§ **Assigned task**:
Starting at the first line of the listing below and ending at the line with "# body: indicate the car rear bumper", copy each line exactly.

%%

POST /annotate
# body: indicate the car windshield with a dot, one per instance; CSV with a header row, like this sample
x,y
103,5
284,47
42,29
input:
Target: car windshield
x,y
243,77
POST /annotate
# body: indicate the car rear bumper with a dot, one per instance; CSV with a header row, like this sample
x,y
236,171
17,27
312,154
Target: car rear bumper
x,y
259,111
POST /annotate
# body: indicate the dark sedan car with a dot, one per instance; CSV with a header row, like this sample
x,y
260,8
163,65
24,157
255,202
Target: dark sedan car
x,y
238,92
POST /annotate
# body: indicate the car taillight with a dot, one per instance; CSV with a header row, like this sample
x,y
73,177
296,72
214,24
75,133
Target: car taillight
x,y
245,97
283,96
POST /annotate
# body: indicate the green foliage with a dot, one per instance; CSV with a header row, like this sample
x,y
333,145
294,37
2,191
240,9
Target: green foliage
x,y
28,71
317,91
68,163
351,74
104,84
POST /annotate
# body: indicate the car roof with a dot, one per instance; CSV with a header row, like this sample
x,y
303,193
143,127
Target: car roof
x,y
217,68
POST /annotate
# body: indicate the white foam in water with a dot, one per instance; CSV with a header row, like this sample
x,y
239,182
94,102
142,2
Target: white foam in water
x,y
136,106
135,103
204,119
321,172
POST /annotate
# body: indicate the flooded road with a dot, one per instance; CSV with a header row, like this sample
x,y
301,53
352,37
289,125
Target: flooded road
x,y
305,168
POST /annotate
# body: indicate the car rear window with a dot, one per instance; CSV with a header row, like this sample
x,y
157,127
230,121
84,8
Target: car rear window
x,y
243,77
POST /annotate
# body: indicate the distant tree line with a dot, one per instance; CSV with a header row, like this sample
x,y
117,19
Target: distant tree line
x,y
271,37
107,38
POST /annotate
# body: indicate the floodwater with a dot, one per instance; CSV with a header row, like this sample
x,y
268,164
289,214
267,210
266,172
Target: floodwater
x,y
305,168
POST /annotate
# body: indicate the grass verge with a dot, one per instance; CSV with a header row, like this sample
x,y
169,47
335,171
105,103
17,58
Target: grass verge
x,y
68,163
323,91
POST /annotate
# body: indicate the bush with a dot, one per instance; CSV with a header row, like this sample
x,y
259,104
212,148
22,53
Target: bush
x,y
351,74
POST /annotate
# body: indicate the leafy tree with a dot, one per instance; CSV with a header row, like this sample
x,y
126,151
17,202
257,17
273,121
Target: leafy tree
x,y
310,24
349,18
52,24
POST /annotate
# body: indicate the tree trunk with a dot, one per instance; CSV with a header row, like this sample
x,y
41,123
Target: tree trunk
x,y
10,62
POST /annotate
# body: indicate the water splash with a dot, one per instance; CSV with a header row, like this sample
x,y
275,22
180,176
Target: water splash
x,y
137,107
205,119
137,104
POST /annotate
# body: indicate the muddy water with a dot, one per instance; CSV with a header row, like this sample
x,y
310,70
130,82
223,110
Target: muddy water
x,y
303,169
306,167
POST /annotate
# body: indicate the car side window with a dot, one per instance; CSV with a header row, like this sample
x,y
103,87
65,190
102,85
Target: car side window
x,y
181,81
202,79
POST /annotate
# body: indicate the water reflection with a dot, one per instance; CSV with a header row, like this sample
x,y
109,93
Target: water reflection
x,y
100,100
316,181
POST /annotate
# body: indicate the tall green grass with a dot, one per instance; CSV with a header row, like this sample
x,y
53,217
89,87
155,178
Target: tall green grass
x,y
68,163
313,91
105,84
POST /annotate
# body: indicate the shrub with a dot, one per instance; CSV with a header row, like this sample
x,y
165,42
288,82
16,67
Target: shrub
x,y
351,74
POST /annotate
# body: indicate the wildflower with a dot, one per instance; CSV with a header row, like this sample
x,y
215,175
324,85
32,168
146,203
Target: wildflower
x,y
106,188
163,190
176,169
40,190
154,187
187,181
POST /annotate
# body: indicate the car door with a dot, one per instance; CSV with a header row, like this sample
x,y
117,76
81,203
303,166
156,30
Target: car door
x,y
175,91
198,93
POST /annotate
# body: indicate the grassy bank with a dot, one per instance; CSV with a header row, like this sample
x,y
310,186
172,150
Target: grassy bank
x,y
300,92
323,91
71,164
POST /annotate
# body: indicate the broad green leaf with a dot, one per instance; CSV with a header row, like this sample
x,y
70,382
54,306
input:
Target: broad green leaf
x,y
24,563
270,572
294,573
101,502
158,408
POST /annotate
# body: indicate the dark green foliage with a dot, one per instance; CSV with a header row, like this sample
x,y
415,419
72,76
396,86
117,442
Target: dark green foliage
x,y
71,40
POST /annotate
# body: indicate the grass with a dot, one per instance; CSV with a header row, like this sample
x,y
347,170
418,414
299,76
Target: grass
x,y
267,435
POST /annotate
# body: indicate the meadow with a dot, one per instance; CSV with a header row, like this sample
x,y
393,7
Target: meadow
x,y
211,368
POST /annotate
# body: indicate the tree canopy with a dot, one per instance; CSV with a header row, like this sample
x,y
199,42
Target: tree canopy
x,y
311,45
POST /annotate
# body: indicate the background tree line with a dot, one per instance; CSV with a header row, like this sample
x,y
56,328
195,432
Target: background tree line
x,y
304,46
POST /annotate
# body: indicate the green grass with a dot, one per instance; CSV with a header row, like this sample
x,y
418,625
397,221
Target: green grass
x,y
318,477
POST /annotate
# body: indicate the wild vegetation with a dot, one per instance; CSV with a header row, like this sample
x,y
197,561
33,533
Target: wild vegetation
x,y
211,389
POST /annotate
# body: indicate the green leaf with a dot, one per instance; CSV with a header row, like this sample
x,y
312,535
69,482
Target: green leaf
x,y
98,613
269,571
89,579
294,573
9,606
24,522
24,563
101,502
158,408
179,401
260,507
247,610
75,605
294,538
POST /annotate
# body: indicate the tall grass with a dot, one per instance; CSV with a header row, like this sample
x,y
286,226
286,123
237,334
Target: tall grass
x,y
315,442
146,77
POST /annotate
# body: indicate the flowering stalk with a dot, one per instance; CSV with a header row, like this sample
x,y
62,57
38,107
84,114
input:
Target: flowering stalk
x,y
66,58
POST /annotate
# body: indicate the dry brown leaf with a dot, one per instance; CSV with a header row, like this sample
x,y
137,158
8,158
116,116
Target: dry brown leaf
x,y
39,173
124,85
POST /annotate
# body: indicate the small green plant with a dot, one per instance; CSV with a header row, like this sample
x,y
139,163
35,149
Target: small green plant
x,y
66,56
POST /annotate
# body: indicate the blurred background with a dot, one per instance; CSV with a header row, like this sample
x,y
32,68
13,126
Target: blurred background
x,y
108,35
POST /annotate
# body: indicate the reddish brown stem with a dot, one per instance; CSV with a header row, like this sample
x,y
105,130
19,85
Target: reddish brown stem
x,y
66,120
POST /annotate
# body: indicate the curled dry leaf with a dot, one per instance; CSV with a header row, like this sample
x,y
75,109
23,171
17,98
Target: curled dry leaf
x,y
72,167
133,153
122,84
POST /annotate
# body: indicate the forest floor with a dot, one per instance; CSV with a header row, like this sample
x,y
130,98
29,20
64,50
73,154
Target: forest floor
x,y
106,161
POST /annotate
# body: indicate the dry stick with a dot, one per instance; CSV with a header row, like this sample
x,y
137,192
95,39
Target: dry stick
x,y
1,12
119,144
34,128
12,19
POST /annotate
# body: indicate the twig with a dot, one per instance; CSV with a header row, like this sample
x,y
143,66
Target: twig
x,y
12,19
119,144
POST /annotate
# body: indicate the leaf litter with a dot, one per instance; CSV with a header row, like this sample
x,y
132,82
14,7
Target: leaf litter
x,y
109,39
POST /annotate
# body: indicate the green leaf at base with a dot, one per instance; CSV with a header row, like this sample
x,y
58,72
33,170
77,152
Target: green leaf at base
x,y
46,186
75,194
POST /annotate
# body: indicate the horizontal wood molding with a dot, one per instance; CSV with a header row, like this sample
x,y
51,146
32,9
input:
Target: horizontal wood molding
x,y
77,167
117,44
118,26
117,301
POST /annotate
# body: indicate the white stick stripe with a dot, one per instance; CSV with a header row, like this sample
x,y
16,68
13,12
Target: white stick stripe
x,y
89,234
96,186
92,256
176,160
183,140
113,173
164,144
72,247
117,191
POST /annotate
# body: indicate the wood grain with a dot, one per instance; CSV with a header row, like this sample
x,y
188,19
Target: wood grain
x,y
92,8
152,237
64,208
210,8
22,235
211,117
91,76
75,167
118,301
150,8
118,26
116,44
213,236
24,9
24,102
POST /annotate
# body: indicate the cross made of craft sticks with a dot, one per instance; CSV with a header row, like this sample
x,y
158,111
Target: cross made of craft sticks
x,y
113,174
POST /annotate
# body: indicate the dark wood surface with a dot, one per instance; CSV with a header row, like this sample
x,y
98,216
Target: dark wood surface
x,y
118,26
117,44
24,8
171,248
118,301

%%

§ **Output**:
POST /annotate
# body: indicate the car windshield with a dot, one per instance; CSV with a header row, like this sample
x,y
103,5
284,47
42,29
input:
Target: car windshield
x,y
243,77
POST /annotate
# body: indicate the car rear bumper with a dot, one per instance; CSV with a header row, like this sample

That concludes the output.